▶

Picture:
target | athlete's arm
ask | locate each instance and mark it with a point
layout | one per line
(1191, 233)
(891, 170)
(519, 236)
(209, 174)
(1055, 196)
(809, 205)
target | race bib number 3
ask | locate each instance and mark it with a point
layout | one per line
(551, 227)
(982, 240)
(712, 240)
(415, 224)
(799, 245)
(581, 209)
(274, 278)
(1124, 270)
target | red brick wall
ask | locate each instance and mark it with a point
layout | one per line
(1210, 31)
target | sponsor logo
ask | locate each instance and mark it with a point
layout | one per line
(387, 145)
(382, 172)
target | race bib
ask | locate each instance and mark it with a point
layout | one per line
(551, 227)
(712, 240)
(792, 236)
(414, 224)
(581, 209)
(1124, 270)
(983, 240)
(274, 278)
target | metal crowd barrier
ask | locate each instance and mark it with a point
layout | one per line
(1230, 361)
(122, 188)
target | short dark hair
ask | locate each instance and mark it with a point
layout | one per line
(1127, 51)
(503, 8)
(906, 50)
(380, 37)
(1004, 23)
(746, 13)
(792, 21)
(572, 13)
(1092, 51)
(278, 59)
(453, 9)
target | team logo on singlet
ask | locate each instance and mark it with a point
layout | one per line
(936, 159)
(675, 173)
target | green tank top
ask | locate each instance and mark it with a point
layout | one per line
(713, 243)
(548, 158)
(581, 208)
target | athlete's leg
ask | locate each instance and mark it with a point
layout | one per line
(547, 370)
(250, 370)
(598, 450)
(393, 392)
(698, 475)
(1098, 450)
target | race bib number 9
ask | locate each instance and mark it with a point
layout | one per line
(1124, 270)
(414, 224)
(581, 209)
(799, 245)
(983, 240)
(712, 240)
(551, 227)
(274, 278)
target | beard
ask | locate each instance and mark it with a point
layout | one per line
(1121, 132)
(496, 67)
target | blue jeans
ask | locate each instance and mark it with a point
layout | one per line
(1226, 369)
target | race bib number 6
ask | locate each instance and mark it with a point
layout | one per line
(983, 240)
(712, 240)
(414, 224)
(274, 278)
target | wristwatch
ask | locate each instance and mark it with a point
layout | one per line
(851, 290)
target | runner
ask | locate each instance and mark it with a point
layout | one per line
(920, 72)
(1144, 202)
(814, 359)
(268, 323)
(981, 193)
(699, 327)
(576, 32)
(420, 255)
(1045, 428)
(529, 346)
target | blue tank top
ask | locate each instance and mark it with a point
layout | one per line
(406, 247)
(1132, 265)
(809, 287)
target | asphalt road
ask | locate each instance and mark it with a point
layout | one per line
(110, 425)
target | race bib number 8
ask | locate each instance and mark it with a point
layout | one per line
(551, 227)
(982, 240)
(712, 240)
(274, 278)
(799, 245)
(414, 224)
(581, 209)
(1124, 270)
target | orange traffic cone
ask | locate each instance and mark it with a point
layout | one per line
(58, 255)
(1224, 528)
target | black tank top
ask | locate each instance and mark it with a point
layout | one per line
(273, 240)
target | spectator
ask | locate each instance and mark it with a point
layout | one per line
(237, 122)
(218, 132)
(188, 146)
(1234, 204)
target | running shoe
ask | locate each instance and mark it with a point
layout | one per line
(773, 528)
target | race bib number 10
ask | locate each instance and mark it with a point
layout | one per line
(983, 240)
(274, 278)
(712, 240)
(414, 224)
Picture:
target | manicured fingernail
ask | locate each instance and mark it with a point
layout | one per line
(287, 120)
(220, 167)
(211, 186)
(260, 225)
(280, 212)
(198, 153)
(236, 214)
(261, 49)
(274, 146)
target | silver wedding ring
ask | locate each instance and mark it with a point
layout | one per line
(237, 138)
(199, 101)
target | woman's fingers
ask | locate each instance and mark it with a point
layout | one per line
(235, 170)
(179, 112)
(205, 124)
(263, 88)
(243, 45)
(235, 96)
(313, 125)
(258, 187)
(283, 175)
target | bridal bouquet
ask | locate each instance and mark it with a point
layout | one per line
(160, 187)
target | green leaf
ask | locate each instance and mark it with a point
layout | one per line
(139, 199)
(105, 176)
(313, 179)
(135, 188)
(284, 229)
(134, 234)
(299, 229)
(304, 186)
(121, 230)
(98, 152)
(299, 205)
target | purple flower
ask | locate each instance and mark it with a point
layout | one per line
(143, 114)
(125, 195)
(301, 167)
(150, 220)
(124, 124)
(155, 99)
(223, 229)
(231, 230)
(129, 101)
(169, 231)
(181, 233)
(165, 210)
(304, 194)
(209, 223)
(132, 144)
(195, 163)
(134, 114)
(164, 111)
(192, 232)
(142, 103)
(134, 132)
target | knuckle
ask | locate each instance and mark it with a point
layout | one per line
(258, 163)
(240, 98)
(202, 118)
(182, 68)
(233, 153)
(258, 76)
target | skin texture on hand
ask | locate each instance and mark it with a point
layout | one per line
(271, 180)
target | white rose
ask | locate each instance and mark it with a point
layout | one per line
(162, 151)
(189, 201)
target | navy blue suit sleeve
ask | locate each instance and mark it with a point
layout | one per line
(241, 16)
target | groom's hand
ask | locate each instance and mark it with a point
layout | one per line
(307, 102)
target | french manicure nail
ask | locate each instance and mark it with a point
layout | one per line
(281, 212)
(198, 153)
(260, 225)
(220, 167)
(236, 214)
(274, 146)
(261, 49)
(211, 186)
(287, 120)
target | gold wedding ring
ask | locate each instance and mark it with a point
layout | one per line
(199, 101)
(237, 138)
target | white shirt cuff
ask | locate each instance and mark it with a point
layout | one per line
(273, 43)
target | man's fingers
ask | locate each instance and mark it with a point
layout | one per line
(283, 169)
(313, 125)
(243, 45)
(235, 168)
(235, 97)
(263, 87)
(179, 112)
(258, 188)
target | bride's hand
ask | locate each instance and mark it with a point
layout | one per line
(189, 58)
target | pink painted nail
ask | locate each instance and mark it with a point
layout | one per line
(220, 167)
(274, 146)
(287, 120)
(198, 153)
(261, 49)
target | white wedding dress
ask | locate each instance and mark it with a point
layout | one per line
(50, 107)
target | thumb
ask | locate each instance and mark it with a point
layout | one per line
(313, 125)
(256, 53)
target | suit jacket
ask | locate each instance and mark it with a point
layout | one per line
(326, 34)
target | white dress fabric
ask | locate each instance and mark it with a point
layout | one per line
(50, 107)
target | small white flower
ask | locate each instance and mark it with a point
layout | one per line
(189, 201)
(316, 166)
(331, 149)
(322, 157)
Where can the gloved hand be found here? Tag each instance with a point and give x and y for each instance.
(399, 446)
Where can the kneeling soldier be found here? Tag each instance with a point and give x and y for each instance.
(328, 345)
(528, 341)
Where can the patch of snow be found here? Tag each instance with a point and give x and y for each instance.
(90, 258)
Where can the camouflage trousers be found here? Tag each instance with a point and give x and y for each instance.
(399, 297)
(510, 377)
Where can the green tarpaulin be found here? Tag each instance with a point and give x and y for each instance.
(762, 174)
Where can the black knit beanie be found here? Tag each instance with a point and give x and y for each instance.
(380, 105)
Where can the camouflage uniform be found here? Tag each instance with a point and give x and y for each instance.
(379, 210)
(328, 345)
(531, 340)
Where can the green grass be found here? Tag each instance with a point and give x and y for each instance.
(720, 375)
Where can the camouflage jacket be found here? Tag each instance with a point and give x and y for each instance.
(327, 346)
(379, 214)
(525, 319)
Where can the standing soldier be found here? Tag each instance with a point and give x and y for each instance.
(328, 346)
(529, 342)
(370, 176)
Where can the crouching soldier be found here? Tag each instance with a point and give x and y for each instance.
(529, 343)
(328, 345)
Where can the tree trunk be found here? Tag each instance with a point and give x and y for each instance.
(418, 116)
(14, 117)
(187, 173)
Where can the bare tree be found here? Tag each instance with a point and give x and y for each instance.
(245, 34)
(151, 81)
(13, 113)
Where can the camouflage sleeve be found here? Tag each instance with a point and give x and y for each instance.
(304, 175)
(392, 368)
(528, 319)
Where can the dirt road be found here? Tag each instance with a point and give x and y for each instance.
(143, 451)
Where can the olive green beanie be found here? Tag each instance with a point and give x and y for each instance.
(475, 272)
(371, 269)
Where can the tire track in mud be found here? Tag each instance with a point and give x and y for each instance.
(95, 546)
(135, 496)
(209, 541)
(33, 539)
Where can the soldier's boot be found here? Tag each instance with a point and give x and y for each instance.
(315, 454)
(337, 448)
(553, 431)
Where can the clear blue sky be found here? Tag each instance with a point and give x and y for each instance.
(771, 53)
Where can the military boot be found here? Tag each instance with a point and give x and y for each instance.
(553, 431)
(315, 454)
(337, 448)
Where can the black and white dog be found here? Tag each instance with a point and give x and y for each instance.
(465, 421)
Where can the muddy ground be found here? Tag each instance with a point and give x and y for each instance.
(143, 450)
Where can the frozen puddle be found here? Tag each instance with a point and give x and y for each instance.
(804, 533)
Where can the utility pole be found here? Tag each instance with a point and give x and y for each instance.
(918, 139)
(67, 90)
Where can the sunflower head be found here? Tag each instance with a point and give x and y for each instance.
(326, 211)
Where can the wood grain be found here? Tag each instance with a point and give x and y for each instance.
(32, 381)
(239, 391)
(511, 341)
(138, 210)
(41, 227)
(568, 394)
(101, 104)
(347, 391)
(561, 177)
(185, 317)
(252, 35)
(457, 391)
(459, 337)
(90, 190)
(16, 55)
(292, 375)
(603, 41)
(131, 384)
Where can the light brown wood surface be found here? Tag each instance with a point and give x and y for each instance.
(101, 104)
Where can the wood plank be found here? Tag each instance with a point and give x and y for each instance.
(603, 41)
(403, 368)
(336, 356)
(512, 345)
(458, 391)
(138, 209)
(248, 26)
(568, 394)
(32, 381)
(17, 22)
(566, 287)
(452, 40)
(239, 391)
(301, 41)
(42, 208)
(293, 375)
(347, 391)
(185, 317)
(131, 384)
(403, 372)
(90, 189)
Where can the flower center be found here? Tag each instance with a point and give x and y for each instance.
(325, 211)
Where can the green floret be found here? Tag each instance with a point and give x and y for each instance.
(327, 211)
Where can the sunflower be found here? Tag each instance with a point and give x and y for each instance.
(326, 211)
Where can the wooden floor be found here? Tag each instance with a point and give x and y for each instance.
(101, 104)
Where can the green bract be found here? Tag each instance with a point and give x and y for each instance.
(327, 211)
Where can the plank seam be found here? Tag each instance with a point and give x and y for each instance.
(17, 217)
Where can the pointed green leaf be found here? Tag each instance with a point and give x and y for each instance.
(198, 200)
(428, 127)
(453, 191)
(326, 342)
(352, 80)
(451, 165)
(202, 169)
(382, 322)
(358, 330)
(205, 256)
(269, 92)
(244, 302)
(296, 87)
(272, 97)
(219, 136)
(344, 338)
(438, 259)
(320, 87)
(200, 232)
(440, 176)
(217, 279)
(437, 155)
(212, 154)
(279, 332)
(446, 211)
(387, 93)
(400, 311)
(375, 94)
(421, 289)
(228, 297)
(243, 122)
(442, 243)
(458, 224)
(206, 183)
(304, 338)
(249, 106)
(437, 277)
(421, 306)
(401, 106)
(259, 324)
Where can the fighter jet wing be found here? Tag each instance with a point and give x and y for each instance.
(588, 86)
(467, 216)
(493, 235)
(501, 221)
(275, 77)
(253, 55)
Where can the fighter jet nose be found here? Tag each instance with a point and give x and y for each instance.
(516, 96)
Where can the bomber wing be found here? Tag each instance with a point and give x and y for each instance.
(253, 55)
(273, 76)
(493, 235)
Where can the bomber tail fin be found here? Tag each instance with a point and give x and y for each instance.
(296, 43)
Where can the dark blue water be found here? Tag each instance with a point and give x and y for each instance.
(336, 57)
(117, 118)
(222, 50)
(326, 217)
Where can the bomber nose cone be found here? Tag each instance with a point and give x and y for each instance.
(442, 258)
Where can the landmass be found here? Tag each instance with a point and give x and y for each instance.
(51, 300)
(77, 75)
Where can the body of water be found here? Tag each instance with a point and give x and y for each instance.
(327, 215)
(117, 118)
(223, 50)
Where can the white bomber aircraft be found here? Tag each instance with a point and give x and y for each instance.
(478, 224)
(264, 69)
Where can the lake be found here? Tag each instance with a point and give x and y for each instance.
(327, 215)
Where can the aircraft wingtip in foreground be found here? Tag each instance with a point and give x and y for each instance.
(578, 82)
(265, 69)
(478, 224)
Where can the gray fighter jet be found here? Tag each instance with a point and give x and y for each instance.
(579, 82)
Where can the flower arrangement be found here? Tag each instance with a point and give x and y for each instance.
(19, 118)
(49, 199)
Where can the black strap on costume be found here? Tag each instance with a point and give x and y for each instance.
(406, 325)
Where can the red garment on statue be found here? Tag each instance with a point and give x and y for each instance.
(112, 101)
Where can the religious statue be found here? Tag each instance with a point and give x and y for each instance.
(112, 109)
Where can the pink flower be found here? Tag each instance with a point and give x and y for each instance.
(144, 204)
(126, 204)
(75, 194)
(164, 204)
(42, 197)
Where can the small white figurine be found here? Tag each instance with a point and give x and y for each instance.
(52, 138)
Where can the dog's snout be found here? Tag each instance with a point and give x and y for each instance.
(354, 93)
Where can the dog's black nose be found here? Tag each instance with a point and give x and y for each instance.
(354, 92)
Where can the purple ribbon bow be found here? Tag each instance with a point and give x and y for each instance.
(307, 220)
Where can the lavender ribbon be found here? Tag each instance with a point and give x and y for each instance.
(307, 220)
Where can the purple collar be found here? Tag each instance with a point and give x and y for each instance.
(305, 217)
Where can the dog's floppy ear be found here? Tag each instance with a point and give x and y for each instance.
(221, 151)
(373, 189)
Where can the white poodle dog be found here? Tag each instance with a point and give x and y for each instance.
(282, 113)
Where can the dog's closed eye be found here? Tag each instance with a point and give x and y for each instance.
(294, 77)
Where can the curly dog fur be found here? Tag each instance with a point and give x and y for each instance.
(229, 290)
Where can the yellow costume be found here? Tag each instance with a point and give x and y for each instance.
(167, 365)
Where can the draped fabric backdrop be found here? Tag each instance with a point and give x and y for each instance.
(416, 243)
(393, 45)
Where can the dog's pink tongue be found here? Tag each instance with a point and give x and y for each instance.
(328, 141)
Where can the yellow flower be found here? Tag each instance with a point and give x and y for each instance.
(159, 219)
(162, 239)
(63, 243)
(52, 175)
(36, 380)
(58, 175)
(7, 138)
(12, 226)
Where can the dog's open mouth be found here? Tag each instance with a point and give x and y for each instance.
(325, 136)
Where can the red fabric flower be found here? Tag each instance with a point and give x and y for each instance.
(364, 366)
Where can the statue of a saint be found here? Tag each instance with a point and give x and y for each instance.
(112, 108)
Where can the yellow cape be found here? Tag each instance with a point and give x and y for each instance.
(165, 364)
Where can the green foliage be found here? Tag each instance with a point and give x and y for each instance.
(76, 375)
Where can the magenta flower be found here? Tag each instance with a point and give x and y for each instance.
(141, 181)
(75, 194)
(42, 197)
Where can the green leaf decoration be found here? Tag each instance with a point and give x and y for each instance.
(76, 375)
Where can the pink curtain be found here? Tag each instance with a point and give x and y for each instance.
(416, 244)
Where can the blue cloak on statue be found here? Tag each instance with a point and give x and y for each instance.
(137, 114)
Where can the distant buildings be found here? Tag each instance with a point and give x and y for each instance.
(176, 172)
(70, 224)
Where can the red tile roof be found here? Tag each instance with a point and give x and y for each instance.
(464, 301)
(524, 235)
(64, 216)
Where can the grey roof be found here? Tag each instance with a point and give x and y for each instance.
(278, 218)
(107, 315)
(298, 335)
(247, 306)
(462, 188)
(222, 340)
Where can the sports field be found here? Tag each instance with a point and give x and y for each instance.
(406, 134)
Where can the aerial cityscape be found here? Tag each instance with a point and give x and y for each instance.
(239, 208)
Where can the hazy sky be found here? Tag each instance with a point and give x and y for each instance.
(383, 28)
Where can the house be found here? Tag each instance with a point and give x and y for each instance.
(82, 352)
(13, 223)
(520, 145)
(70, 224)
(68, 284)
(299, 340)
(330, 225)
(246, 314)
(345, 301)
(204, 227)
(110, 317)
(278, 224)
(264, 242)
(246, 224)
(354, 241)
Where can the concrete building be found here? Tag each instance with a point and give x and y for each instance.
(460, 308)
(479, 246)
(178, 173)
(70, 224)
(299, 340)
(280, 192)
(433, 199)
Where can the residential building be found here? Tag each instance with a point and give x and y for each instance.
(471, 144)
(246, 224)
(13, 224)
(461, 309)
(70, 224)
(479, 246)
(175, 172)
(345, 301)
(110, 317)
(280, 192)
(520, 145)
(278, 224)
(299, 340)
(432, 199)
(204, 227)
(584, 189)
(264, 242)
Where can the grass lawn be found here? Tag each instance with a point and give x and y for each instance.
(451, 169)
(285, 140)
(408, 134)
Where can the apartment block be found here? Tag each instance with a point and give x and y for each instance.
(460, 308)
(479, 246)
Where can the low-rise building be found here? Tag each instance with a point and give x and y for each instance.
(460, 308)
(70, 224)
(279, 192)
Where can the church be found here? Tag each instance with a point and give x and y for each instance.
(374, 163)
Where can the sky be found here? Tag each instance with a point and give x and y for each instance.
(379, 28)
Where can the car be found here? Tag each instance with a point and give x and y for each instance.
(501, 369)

◀

● **What is needed**:
Looking through the records, copy out every line in which the word "number" is found.

● **Task response**:
target | race bib number 3
target | race bib number 9
target | race bib number 6
target | race bib number 8
target | race bib number 10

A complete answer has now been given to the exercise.